  • Reading The Mill on the Floss brought tears to my eyes yesterday.
  • I should mention that the man from Virden was teaching English in Suzhou. He was curious about how I bought the apartment here in Wuxi. I told him the process was done in Jenny's name. He told me that a Chinese lawyer told him he could buy a property here in his name. But, only one.
  • WTU 364 is on my Youtube channel
  • Another column from David Warren full of choice quotes including this one: The "global warming" environmental movement ....assures an ever-heavier hand for .... statism in the future, which is why it is so evil. Statism (government), while necessary for some things, is always evil when it goes beyond what should be a narrowly proscribed role. Governments for instance should have nothing to do with food. As a student here told me when asking him if China needs a government run medical system, when the government run the restaurants here, there were no restaurants. And often people starved.
  • In the column cited above, Warren has praise for Thailand. He cites it as one third-world country that never succumbed to Western imperialism and did not fall prey to London- and Paris-educated "cool" socialist politicians. So in Thailand, there are fewer mental obstacles in Thailand to letting the people solve their own problems. Warren then correctly states that Thailand has been a bust as a democracy. And yet, It may be precisely because the politicians rendered themselves so ineffectual in Thailand that the country has prospered. All he says is music to my ears, for it is the antidote to those who say they believe government has a role to play. It is also shows a paradoxical and illogical trait of Socialist thought. Socialists love to go on righteously about the evil effects of Western Imperialism, and yet it is the spread of the Socialist creed that was probably the worst effect of Western Imperialism. That and the hypocritical intolerance of the Left (witness Sarah Palin) and you can see why I don't want to be near this people or even want to meet them halfway, finding common ground.
  • I won't be taking Tony for an afternoon scooter ride. Too bloody hot.
  • I buy Tony a new toy but he is more intrigued by an empty milk formula can. It is a good thing I say because it shows he has his own imagination and ways of amusing himself.
  • Going to the Foreign Language Bookstore in Shanghai yesterday, I was on a budget of 20 rmb. I searched high and low for one suitable volume. I was almost going to buy another George Eliot novel (but the blurb had to have a recommendation from Virginia Woolf). I was also leaning towards buying a Sherlock Holmes anthology but having some Holmes already, I didn't want to make the mistake of buying something I already had. I came across a copy of Under Western Eyes that was unfortunately water-logged. I saw a copy of Wealth of Nations for 35 rmb. I even thought to break my rule and buy a 70 rmb copy of the Monkey, a Chinese story translated by the great Arthur Walley. But then I found a copy of A Connecticut Yankee in King's Arthur's Court by Mark Twain for 16....
  • Why is it asking a simple question can be more trouble than it is worth?
  • Tuesday is free day at the Shanghai Museum. I killed a hour yesterday by wandering it. The coin section was interesting as was the Chinese painting section. I love those paintings with the mountains and trees, looking simple and yet elegant.
  • My scooter tire was fixed yesterday. They had to put in a new intertube. The flat tire was caused a tire gremlin that managed to puncture the sidewall with a nail that had originally been under the tire.
  • In the country of my ancestry, Latvia, souls are being used as collateral in loans. I don't think that would go over in Wuxi. And there isn't a Wuxi Expat I know whose soul I would accept as collateral if I was a bank manager. Talk about toxic assets!!!
  • Caritas in Veritate is here! Caritas in Veritate is here! Here is Spengler's take on it
  • The leader who caused the riots in Urumqi lives in America. So I read in the China Daily yesterday. Will, Oprah give him up to the Chinese in a bid to find common ground?

Information supplied:
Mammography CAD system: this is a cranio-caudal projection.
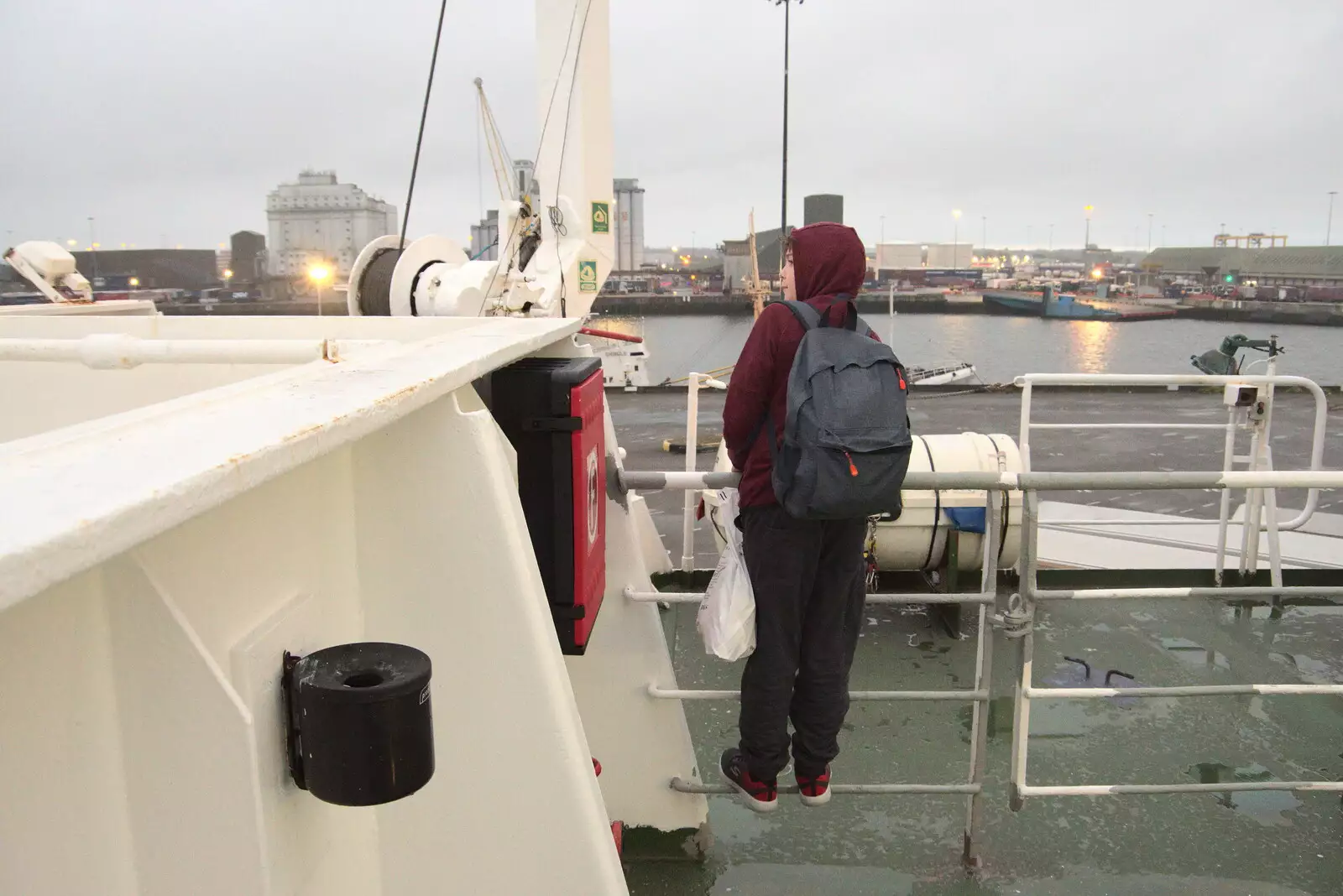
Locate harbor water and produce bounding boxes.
[593,314,1343,386]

Exercise prompt:
In the blog notes, why does the writer think it is a good thing that Tony is more intrigued by an empty milk formula can than by his new toy? Answer in one to three sentences. Nothing in the listing is needed here.

Exercise response:
The writer sees it as a good thing because it shows that Tony has his own imagination and his own ways of amusing himself.